BEGIN

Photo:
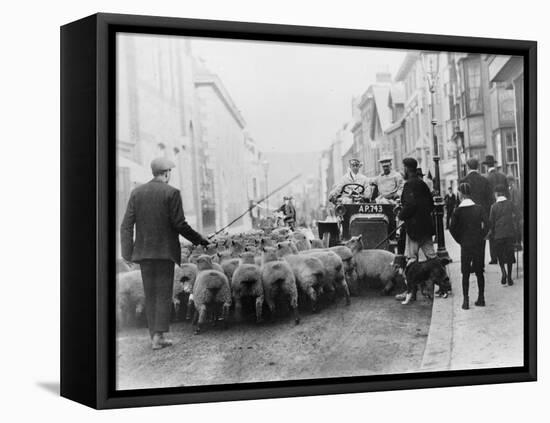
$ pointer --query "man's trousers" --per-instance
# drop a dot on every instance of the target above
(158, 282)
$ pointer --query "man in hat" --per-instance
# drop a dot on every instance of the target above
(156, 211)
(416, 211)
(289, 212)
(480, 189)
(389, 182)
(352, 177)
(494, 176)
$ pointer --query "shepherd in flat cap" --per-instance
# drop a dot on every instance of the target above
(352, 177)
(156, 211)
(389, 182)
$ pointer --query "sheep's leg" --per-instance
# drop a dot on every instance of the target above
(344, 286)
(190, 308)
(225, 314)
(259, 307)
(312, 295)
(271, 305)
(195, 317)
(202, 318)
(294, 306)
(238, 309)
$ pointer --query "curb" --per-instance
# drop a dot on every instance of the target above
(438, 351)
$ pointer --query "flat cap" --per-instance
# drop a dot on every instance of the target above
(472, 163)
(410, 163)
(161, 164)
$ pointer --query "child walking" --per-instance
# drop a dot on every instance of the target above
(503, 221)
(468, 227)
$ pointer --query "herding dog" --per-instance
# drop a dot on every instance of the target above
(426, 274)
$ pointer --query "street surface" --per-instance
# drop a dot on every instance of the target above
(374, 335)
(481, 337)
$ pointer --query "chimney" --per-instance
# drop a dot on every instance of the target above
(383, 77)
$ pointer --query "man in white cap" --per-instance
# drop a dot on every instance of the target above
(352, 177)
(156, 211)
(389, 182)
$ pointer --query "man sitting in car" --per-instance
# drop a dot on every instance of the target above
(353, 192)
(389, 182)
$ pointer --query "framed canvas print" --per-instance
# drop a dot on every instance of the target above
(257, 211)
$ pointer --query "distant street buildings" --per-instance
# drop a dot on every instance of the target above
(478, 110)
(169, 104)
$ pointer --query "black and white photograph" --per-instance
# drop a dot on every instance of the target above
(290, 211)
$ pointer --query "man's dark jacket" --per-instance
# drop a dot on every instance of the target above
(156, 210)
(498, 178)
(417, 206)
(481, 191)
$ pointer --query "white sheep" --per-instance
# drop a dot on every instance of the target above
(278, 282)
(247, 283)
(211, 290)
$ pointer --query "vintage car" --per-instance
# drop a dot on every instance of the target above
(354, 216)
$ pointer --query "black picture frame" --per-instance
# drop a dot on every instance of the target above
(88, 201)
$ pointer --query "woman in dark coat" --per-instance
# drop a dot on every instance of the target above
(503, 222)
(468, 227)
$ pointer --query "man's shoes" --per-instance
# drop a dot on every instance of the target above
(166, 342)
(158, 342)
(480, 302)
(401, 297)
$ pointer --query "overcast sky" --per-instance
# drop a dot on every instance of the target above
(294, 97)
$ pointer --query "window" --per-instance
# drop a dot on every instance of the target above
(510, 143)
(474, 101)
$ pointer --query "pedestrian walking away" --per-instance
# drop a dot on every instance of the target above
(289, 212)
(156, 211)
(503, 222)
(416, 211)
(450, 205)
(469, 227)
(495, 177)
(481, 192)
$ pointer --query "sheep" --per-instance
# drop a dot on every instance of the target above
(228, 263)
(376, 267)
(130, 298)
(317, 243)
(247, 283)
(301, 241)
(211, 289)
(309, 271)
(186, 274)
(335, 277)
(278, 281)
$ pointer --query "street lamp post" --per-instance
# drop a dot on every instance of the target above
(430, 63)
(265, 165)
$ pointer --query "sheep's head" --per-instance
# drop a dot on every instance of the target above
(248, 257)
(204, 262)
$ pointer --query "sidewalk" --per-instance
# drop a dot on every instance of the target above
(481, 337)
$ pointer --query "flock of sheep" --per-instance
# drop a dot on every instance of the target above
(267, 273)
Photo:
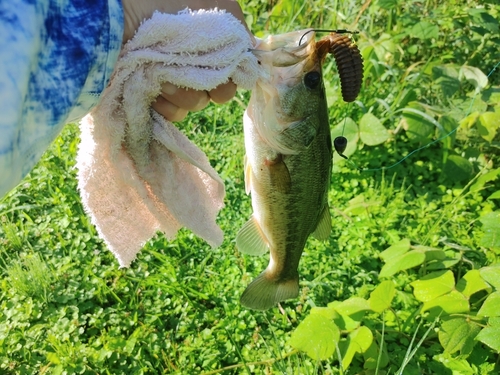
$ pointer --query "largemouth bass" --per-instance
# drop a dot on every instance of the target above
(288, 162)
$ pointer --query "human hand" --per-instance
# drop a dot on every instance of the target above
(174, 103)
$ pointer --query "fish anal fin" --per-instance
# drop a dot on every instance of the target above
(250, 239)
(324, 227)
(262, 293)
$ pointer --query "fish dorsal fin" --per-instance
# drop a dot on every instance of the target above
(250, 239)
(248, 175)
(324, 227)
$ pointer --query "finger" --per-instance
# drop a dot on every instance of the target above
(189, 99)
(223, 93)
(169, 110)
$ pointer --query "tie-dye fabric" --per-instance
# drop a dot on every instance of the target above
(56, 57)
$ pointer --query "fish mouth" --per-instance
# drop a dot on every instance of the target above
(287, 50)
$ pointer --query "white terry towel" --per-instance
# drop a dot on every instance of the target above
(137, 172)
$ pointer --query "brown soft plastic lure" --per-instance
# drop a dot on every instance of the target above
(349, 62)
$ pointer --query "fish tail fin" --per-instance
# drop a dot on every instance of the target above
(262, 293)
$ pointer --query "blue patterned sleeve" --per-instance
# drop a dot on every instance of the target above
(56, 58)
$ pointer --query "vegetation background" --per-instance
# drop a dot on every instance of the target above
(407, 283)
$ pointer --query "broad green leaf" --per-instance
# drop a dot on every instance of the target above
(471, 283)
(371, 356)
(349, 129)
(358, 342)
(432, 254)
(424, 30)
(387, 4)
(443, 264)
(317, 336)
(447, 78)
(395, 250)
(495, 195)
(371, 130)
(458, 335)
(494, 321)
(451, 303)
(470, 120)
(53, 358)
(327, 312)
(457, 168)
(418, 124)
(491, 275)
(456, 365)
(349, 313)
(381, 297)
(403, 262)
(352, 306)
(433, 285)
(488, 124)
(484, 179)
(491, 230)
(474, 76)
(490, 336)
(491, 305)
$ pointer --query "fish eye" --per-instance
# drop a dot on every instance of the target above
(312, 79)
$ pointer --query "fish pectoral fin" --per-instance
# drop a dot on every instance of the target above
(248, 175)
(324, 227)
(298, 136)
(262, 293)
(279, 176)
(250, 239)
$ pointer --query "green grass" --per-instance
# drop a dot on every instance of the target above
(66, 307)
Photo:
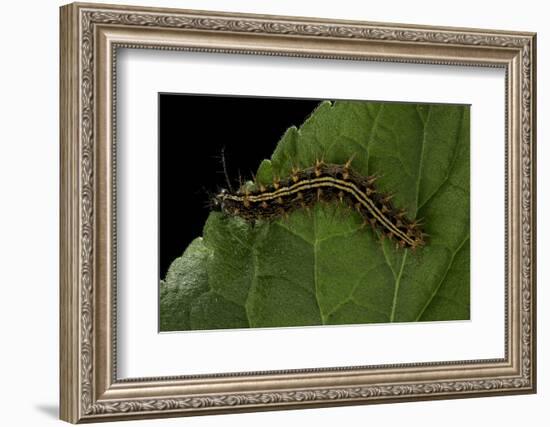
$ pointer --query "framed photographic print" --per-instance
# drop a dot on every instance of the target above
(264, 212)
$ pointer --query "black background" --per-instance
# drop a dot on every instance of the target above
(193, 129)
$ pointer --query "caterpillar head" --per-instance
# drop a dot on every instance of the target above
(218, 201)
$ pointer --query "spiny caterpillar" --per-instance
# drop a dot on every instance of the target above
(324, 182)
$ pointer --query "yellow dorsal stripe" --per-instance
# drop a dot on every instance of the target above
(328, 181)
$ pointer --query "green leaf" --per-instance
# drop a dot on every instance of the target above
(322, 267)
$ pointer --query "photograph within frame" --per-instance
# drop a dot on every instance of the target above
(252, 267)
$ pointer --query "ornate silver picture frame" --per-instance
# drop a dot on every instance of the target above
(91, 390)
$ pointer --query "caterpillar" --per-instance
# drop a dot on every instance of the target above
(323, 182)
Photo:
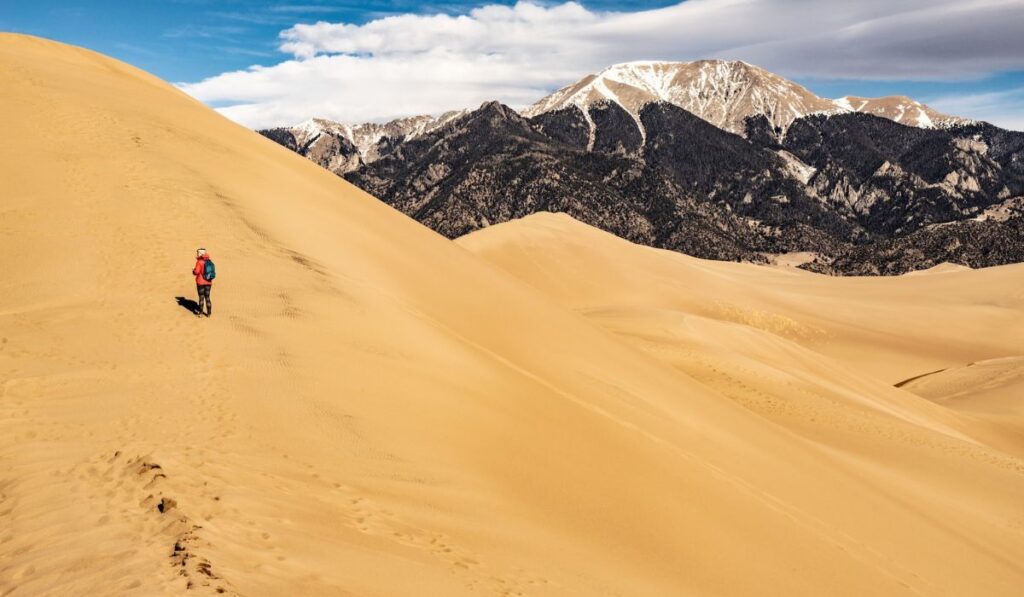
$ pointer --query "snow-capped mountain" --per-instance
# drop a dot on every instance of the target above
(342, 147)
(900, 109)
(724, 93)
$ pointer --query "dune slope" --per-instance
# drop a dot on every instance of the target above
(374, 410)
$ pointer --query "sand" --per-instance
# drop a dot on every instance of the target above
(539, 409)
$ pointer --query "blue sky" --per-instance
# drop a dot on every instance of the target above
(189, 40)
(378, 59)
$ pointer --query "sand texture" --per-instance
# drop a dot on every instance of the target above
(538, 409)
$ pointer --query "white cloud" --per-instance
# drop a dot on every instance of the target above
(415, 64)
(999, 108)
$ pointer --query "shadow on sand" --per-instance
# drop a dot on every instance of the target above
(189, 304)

END

*Your task*.
Return every entry above exactly. Pictures stay out.

*Response box*.
Photo:
$ pointer --query "man's trousers" --per-instance
# drop a dot on every instance of the target above
(158, 282)
$ pointer --query "man in hat" --per-instance
# drop a dot on every instance of the target above
(156, 211)
(416, 211)
(289, 212)
(480, 189)
(389, 182)
(352, 177)
(494, 176)
$ pointer --query "shepherd in flat cap" --per-instance
# drop a dot on every instance of the target above
(352, 177)
(156, 211)
(389, 182)
$ pointer --query "sheep's leg" --per-instance
# drop a dot on every instance of the target above
(344, 286)
(190, 308)
(225, 314)
(259, 307)
(312, 295)
(271, 305)
(195, 317)
(202, 318)
(294, 306)
(238, 309)
$ pointer --query "curb" --per-instance
# drop a dot on every instance of the target above
(438, 351)
$ pointer --query "flat cap" --per-instance
# drop a dot on every instance of the target above
(472, 163)
(410, 163)
(161, 164)
$ pointer --query "child walking" --per-instance
# drop a dot on every instance of the target above
(503, 221)
(468, 227)
$ pointer --query "herding dog" --per-instance
# drop a dot on every instance of the target above
(426, 274)
$ pointer --query "street surface" --per-instance
# drop a dot on every instance of the target above
(374, 335)
(481, 337)
$ pointer --query "chimney" --per-instance
# drop a dot on every instance of the target above
(383, 77)
$ pointer --query "man in white cap" --per-instance
# drop a dot on every instance of the target above
(352, 177)
(156, 211)
(389, 182)
$ pointer --query "man sitting in car" --per-instance
# drop a dot on every instance of the target above
(353, 192)
(389, 182)
$ pointer --query "framed canvas print" --per-instance
# drop a dot on every instance of the target above
(257, 211)
$ pointer --query "distant street buildings" --per-instance
# drop a dot on every instance of the target above
(478, 110)
(169, 104)
$ pointer --query "black and white photograph" --per-instance
# drop a dot on every instance of the target above
(290, 211)
$ pointer --query "man's dark jacket" --per-instance
# drop a dot on every instance of the target above
(156, 210)
(498, 178)
(417, 206)
(481, 191)
$ pointer --query "white sheep" --per-instance
# drop a dot on every instance of the target above
(278, 282)
(247, 283)
(211, 290)
$ pointer --query "vintage car" --per-instance
# drop a dot on every instance of the target above
(354, 216)
$ pointer --query "black picture frame" --per-instance
# drop a dot on every instance of the target above
(88, 201)
$ pointer --query "woman in dark coat" --per-instance
# drop a dot on every instance of the target above
(503, 222)
(468, 227)
$ pointer --query "man's shoes" --per-instance
# drop a dot on every instance of the target above
(166, 342)
(158, 342)
(480, 302)
(401, 297)
$ pointer --query "overcast sky" --per-instance
# drop a dot on every instance of the target above
(294, 97)
$ pointer --query "window" --per-instance
# drop a dot on every instance of the target above
(510, 143)
(474, 101)
$ pointer --query "pedestrian walking away" --per-instance
# drop a dot on every instance of the target above
(289, 212)
(156, 211)
(503, 222)
(416, 211)
(450, 205)
(469, 227)
(495, 177)
(481, 192)
$ pointer --query "sheep" --per-instance
# drop a dot on every instance of the target above
(228, 263)
(376, 267)
(130, 298)
(317, 243)
(247, 283)
(301, 241)
(211, 289)
(309, 271)
(186, 274)
(335, 277)
(278, 281)
$ pointer --query "street lamp post" --per-instance
# drop a dot on every instance of the target above
(430, 63)
(265, 165)
$ pointer --query "sheep's head" --per-instance
# drop a dot on every instance of the target above
(248, 257)
(204, 262)
$ pointer --query "sidewalk" --per-instance
# drop a dot on every instance of the target above
(481, 337)
$ pointer --query "flock of sheep" --per-instance
# drop a dot on every instance of the target above
(267, 273)
Photo:
$ pointer --query "largemouth bass" --per-instance
# drop a dot on every instance of the target above
(288, 162)
$ pointer --query "human hand" --per-instance
# drop a dot on every instance of the target above
(174, 103)
$ pointer --query "fish anal fin" --per-instance
# drop a dot on every instance of the target above
(250, 239)
(324, 227)
(262, 293)
$ pointer --query "fish dorsal fin" --per-instance
# drop a dot on every instance of the target above
(250, 239)
(248, 175)
(324, 227)
$ pointer --query "finger" --per-instance
# drop a dot on every instance of the target above
(189, 99)
(223, 93)
(169, 110)
$ pointer --query "tie-dye fabric" --per-instance
# drop a dot on every instance of the target above
(56, 57)
$ pointer --query "fish mouth" --per-instance
# drop a dot on every instance of the target above
(287, 50)
$ pointer --query "white terry towel" --per-instance
# drop a dot on every instance of the target above
(137, 172)
$ pointer --query "brown soft plastic lure" --per-instance
# drop a dot on every instance of the target above
(349, 62)
$ pointer --query "fish tail fin" --per-instance
# drop a dot on every instance of the target above
(262, 293)
$ pointer --query "blue patterned sleeve" --per-instance
# drop a dot on every instance of the target above
(56, 58)
$ pointer --query "vegetation background" --per-instance
# drop a dot on every instance of the target above
(407, 283)
$ pointer --query "broad green leaf" --per-instance
# drop a dot on every instance of the target above
(471, 283)
(371, 356)
(349, 129)
(358, 342)
(432, 254)
(424, 30)
(387, 4)
(443, 264)
(317, 336)
(447, 78)
(395, 250)
(495, 195)
(371, 130)
(458, 335)
(494, 321)
(451, 303)
(470, 120)
(53, 358)
(327, 312)
(457, 168)
(418, 124)
(491, 275)
(456, 365)
(349, 313)
(381, 297)
(403, 262)
(352, 306)
(433, 285)
(488, 124)
(484, 179)
(491, 230)
(474, 76)
(490, 336)
(491, 305)
$ pointer --query "fish eye" --per-instance
# drop a dot on every instance of the target above
(312, 79)
$ pointer --query "fish pectoral fin" --per-instance
# drop a dot on every instance of the target above
(248, 175)
(324, 227)
(298, 136)
(262, 293)
(279, 176)
(250, 239)
$ pointer --query "green grass" --per-instance
# drop a dot on every instance of the target above
(66, 307)
Photo:
$ pointer --query "framed photographic print" --per-instance
# drop a dot on every instance of the target above
(264, 212)
$ pointer --query "black background" --per-instance
# drop a dot on every instance of the target above
(193, 129)
$ pointer --query "caterpillar head" --per-instance
# drop a dot on every instance of the target above
(218, 201)
$ pointer --query "spiny caterpillar" --per-instance
# drop a dot on every instance of the target above
(324, 182)
$ pointer --query "yellow dorsal stripe" --per-instance
# drop a dot on every instance of the target above
(328, 181)
$ pointer --query "green leaf" --per-instance
# drop a dot on every instance of the target above
(322, 267)
$ pointer --query "photograph within frame" --per-instance
# drop a dot on every instance of the target above
(252, 267)
$ pointer --query "ornate silver picture frame" --per-instance
# drop a dot on every instance of the target above
(91, 390)
$ pointer --query "caterpillar" --per-instance
# drop a dot on every instance of the target above
(323, 182)
Photo:
$ pointer --query "snow-capped mountain" --per-instance
# drop a dot on every instance of the target above
(342, 147)
(900, 109)
(724, 93)
$ pointer --query "dune slope" --per-instance
# drop a dot on every instance of the target above
(374, 410)
$ pointer --query "sand" --per-instance
# drop a dot on every instance of the target above
(539, 409)
$ pointer --query "blue sky" --per-instance
# drop a dot on every instance of the target above
(189, 40)
(378, 59)
$ pointer --query "sand texture" --per-instance
# drop a dot on every instance of the target above
(538, 409)
$ pointer --query "white cloud" --per-instance
# drop a dot on every instance of the target above
(415, 64)
(999, 108)
$ pointer --query "shadow on sand" --per-instance
# drop a dot on every instance of the target above
(189, 304)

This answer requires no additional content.